WHAT IS NEEDED: Return every line of the rows below that contains the string "pillar", matching case exactly.

━━ EXERCISE MATERIALS ━━

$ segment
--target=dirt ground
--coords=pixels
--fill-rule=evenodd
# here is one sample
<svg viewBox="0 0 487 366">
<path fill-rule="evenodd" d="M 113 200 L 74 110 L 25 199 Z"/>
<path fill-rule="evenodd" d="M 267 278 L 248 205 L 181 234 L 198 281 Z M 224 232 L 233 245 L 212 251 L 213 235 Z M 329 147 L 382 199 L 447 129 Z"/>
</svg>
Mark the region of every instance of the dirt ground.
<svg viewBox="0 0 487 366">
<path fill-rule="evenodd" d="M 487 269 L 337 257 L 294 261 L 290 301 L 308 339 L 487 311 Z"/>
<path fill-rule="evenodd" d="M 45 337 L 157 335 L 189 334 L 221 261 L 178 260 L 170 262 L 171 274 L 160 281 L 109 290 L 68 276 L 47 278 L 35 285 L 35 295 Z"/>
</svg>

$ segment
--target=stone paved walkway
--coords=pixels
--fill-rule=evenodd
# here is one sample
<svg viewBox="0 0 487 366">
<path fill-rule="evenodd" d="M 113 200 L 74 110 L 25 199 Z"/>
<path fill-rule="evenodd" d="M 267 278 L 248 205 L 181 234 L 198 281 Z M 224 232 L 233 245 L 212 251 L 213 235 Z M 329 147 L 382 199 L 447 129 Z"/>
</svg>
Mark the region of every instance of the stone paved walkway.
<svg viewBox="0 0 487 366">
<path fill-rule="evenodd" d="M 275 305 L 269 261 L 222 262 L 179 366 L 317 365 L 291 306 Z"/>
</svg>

━━━
━━ EXERCISE MATERIALS ━━

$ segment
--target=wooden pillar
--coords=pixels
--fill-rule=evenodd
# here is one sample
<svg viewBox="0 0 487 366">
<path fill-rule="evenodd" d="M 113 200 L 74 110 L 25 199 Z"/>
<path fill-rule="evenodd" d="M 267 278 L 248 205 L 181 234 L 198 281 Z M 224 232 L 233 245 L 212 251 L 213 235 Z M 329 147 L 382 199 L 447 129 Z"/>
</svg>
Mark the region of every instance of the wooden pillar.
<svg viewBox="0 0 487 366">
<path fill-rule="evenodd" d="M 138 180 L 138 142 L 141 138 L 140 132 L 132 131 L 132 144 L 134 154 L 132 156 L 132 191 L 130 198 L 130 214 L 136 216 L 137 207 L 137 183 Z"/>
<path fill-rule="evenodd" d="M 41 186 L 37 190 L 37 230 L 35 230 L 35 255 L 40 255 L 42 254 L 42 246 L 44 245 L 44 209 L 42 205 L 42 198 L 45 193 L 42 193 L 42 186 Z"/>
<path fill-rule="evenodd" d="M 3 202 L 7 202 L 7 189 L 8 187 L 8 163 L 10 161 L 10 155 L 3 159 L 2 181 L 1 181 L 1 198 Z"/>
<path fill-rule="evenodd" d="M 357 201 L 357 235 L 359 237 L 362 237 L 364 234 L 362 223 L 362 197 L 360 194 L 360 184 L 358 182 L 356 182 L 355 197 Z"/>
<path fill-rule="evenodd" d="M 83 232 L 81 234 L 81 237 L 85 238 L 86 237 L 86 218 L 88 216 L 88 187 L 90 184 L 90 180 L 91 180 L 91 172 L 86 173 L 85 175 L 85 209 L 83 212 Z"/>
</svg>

━━━
━━ EXERCISE MATERIALS ━━

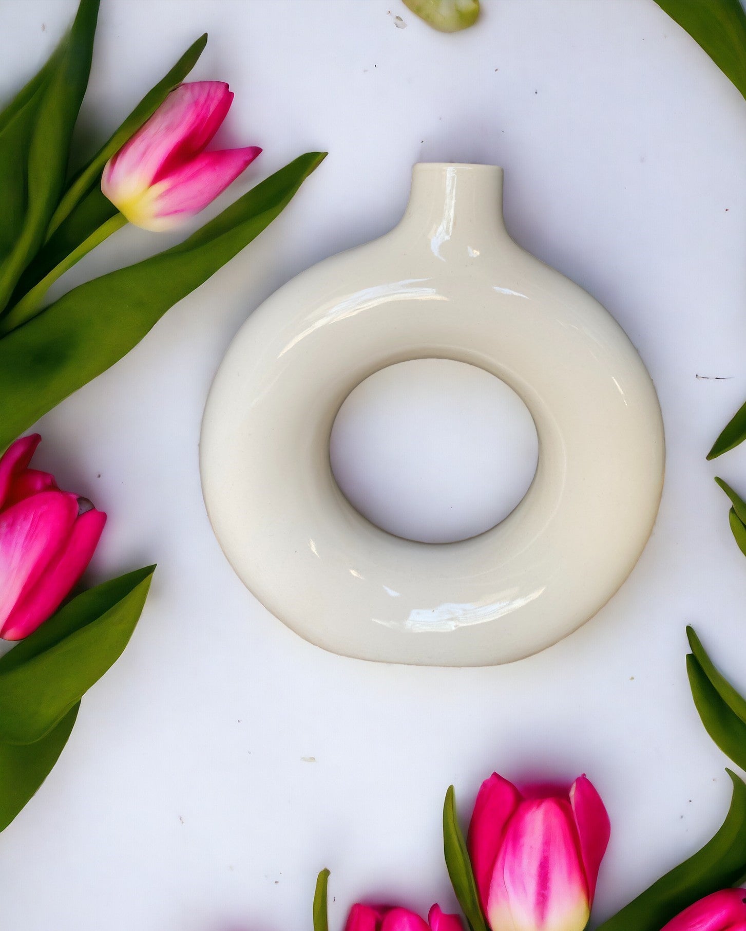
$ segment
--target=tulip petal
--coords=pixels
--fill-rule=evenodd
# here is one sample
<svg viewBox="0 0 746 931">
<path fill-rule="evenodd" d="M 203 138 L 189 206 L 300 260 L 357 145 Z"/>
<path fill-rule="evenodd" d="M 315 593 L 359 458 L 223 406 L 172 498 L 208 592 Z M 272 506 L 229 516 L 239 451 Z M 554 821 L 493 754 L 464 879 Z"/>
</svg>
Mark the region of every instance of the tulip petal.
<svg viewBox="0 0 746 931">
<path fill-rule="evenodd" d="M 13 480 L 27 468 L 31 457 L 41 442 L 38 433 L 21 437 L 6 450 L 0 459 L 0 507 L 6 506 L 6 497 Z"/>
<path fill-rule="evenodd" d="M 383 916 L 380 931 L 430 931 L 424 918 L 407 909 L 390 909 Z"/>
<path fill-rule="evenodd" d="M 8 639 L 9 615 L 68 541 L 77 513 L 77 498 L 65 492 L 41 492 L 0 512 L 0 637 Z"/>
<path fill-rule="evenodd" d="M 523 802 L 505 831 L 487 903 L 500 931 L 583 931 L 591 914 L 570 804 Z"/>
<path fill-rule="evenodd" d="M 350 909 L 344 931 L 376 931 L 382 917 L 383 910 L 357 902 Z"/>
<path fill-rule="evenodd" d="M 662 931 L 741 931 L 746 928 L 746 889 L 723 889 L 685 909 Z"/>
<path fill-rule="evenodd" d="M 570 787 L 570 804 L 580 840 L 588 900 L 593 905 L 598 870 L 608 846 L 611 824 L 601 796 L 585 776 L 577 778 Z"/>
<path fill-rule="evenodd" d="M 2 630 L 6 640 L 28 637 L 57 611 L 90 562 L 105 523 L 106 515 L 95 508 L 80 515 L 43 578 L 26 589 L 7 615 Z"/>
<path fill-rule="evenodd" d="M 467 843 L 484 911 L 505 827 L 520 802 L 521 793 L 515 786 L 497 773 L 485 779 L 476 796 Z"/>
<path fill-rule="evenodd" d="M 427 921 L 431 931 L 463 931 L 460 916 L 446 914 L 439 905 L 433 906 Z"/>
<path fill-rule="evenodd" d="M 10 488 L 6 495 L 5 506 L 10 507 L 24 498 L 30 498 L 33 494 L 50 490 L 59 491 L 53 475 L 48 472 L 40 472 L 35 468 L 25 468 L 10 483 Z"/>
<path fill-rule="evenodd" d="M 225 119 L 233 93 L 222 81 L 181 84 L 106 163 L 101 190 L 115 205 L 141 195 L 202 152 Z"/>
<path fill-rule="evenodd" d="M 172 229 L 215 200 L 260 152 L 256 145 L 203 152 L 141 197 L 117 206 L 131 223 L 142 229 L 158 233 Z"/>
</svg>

━━━

RESPONSE TO THE EXERCISE:
--target=wooden pillar
Mark the region of every instance of the wooden pillar.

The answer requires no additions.